Texte à lire |
========================================
Dans les missions multinationales, la préparation et la discipline sont essentielles
LE COLONEL EMMANUEL KOTIA, INSTRUCTEUR EN CHEF AU CENTRE INTERNATIONAL KOFI ANNAN DE FORMATION AU MAINTIEN DE LA PAIX À ACCRA, AU GHANA
Comme le cite Samuel Huntington, dans son livre The Soldier and the State (Le soldat et l’État), le professionnalisme militaire a trois caractéristiques : la responsabilité, l’unité institutionnelle et l’expertise. Celles-ci devraient être au centre de toutes les fonctions militaires. Leur importance dans le maintien de la paix remonte à 1948, alors que l’armée jouait un rôle primordial dans l’Organisme des Nations Unies, chargé de la surveillance de la trêve au Moyen-Orient, la première mission de maintien de la paix moderne. Aujourd’hui l’ONU mène 16 missions de maintien de la paix dans le monde entier. Elles dépendent toutes de l’engagement de soldats professionnels.
L’armée est généralement déployée comme force de stabilisation immédiate dans les zones de conflit pour que soit entamé le processus de paix. Pour accomplir sa mission, la composante militaire dépend des commandants, de l’expertise individuelle et de l’unité de la force.
On a beaucoup écrit sur le professionnalisme dans les armées nationales, mais relativement peu sur le professionnalisme dans le maintien de la paix. C’est une question d’importance cruciale, car un acte contraire à l’éthique ou un manque à la discipline de la part d’un soldat de la paix peut porter préjudice à la mission tout entière.
Le Liberia et le Liban : enseignements tirés sur le terrain
Les deux missions de maintien de la paix que je connais le mieux sont la Force intérimaire des Nations Unies au Liban (FINUL), dans laquelle j’ai servi en tant que commandant du bataillon ghanéen de 2006 à 2007, et la mission de la force d’interposition de la Communauté économique des États de l’Afrique de l’Ouest (ECOMOG) au Liberia, dans laquelle j’ai servi en 1990. La FINUL a été créée en 1978 pour assurer le retrait des forces israéliennes du territoire libanais. En 2006, les combats reprirent au Liban, entraînant une guerre de 33 jours. Le conseil de sécurité a voté la résolution 1701 pour renforcer le mandat de la FINUL avec des troupes supplémentaires et des règles d’engagement fermes.
========================================
Extrait de données |
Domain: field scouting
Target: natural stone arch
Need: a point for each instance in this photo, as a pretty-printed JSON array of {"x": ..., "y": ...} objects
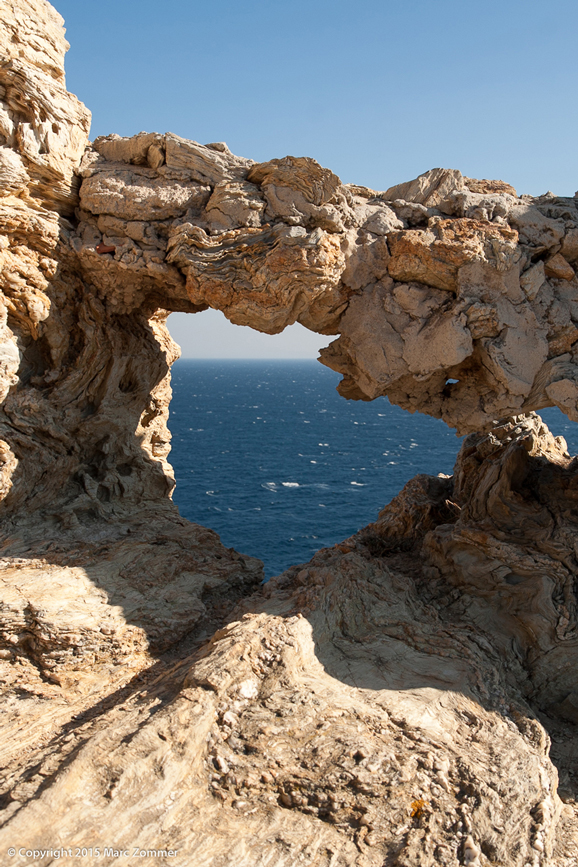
========================================
Objectif | Recopiez en le mettant à jour le passage du texte sur le professionnalisme militaire qui va de « L’armée est généralement » jusqu'à « de la force. » : « commandants » y devient « chefs ».

Réponse ci-dessous |
L’armée est généralement déployée comme force de stabilisation immédiate dans les zones de conflit pour que soit entamé le processus de paix. Pour accomplir sa mission, la composante militaire dépend des chefs, de l’expertise individuelle et de l’unité de la force.